READING TEXT -
By Edwin Flores, NBC News
At age 9, Nalleli Cobo was experiencing asthma, body spasms, heart palpitations and nosebleeds so severe she needed to sleep in a chair to prevent herself from choking on her own blood.
Across the street from her family’s apartment in University Park in South Central Los Angeles was an oil extraction site owned by Allenco Energy that was spewing fumes into the air and the community around her.
After speaking with neighbors facing similar symptoms, she and her family began to mobilize with their community, suspecting that was making them sick. They created the People Not Pozos (People Not Oil Wells) campaign. At 9 years old, Cobo was designated the campaign’s spokesperson, marking the start of her activism and organizing career.
In March 2020, Cobo, the co-founder of the South Central Youth Leadership Coalition, helped lead the group to permanently shut down the Allenco Energy oil drilling site that she and others in the community said caused serious health issues for them. She also helped convince the Los Angeles City Council and Los Angeles County Board of Supervisors to unanimously vote to ban new oil exploration and phase out existing sites in Los Angeles.
After pressure from the community and scrutiny from elected officials, Allenco Energy agreed to suspend operations in 2013. The site was permanently shut down in 2020, and the company was charged in connection with state and local environmental health and safety regulations. There are ongoing issues around cleaning and plugging up the oil wells.
Cobo co-founded the South Central Youth Leadership Coalition in 2015 to bolster efforts against oil sites and work toward phasing them out across the city.
That year, the youth group sued the city of Los Angeles, alleging violations of the California Environmental Quality Act and environmental racism. The suit was settled after the city implemented new drilling application requirements.
Cobo, now 21, was recognized Wednesday for the environmental justice work that has spanned more than half her life. She received the prestigious Goldman Environmental Prize, which is awarded annually to individuals from six regions: Europe, Asia, Africa, Islands and Island Nations, North America, and South and Central America.

PROVIDED DATA -
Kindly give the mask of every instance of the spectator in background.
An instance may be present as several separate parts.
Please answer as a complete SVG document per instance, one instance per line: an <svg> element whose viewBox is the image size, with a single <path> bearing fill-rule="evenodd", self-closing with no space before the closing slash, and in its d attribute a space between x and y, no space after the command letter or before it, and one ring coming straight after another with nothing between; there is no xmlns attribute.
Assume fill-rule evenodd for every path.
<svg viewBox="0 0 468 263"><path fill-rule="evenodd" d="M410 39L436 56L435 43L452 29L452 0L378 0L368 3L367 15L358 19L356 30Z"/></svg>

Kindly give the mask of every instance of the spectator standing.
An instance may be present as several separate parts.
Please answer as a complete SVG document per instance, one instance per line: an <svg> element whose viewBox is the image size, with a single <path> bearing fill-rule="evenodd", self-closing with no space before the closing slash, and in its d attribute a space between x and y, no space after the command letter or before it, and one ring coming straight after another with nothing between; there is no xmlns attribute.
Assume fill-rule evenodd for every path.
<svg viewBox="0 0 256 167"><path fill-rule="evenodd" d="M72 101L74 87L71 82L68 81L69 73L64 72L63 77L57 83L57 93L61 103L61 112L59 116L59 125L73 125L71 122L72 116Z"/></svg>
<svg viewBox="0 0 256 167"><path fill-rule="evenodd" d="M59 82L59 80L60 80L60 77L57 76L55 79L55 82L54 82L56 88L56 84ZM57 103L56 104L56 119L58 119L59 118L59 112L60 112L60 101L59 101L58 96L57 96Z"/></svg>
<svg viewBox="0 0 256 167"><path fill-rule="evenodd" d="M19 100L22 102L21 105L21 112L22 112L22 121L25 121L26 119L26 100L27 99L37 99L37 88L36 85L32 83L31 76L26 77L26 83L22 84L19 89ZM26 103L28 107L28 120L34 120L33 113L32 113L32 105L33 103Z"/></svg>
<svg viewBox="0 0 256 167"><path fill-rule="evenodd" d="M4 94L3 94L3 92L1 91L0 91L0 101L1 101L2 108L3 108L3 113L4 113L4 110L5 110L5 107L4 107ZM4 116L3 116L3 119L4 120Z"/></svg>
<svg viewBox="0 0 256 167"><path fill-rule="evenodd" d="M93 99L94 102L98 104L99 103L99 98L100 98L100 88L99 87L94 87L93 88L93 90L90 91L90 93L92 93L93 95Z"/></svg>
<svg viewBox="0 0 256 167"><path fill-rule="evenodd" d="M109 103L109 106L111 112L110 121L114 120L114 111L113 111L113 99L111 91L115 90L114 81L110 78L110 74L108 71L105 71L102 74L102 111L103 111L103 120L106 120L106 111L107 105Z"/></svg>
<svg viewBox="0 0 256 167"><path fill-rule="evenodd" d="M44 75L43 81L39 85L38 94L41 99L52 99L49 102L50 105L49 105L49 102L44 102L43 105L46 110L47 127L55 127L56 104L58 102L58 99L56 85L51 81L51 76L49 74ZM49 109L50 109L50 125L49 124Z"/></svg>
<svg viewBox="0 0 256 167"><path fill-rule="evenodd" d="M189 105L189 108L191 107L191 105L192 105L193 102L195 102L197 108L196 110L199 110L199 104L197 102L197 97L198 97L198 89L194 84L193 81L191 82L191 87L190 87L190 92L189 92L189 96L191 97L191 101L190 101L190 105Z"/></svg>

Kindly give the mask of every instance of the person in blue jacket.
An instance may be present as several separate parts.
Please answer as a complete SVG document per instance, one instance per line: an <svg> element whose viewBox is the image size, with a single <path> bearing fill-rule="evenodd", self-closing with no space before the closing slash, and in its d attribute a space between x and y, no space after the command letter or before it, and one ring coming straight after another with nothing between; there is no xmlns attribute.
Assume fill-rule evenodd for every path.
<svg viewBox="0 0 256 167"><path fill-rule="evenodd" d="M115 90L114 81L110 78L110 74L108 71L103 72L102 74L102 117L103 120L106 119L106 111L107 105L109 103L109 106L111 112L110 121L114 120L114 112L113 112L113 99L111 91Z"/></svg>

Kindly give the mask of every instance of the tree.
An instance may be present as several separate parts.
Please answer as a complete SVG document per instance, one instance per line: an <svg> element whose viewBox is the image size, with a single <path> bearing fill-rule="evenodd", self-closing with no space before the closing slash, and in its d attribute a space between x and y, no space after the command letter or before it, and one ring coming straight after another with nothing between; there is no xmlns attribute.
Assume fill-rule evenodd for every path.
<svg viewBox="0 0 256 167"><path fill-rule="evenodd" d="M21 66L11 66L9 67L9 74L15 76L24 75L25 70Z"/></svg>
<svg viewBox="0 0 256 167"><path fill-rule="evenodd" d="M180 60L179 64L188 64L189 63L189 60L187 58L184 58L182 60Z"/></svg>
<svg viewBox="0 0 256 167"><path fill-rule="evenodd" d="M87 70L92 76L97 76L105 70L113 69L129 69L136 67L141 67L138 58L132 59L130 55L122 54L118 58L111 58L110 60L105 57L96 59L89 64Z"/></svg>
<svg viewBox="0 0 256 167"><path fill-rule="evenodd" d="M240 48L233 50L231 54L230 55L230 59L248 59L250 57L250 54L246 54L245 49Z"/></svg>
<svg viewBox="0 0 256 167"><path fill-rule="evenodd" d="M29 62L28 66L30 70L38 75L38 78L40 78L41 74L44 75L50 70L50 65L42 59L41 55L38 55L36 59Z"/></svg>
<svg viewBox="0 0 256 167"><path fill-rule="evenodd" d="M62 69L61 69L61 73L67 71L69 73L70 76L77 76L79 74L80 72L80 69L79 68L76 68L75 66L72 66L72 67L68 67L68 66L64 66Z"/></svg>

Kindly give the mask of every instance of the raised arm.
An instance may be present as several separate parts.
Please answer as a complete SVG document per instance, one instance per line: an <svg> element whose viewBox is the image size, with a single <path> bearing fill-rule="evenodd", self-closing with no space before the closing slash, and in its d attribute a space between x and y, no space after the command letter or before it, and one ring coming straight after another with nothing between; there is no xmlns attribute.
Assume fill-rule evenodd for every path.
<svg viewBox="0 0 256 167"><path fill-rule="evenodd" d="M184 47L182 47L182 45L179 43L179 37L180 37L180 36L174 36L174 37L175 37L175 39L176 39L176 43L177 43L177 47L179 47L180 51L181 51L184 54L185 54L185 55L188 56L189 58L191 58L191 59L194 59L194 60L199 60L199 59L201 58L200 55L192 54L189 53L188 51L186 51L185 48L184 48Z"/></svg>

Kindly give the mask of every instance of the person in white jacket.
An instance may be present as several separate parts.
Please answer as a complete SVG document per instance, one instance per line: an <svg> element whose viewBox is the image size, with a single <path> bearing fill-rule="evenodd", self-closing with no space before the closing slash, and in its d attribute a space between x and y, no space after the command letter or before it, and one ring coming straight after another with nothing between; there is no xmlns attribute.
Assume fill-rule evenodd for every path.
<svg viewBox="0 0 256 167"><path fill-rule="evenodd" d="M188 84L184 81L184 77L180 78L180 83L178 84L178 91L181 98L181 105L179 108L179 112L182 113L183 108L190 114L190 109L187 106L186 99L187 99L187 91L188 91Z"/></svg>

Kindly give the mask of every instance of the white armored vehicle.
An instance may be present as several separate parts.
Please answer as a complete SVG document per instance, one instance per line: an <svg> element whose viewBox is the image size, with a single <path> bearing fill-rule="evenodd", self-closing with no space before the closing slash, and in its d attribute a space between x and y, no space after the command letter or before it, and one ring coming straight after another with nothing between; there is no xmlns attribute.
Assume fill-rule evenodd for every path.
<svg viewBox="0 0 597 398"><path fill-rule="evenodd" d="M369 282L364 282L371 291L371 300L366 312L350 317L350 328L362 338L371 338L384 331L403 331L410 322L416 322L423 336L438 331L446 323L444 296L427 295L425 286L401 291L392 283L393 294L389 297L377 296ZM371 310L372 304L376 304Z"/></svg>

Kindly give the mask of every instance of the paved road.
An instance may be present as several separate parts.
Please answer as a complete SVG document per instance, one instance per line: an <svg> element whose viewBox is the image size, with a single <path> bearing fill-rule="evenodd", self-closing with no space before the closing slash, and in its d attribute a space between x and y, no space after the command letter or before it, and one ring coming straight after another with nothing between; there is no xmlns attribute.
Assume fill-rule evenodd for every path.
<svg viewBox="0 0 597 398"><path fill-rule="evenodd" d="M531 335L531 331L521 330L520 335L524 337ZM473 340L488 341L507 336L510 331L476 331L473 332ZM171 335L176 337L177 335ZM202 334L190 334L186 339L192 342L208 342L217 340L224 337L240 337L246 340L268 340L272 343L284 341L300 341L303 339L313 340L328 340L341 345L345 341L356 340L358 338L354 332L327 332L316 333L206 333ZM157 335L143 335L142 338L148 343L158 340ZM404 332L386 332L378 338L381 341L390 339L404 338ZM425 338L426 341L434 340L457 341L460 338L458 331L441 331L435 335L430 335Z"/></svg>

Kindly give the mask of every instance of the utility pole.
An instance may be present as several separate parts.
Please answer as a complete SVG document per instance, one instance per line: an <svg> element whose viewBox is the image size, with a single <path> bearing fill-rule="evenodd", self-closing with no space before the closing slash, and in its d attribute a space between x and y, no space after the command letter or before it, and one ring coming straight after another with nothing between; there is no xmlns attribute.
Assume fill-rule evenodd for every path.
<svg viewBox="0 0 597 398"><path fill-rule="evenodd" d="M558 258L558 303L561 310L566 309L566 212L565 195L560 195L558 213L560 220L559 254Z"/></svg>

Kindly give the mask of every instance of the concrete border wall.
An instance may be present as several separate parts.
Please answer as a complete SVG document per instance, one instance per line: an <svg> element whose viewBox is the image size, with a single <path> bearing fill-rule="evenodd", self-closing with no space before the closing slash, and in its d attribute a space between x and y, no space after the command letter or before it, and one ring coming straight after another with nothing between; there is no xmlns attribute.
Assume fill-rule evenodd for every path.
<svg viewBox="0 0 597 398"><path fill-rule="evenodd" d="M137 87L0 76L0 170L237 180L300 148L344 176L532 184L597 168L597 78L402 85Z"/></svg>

TASK REQUIREMENTS - Reproduce verbatim the passage of the Nalleli Cobo article that begins with the words "By Edwin Flores, NBC" and ends with "community around her.".

FINAL ANSWER -
By Edwin Flores, NBC News
At age 9, Nalleli Cobo was experiencing asthma, body spasms, heart palpitations and nosebleeds so severe she needed to sleep in a chair to prevent herself from choking on her own blood.
Across the street from her family’s apartment in University Park in South Central Los Angeles was an oil extraction site owned by Allenco Energy that was spewing fumes into the air and the community around her.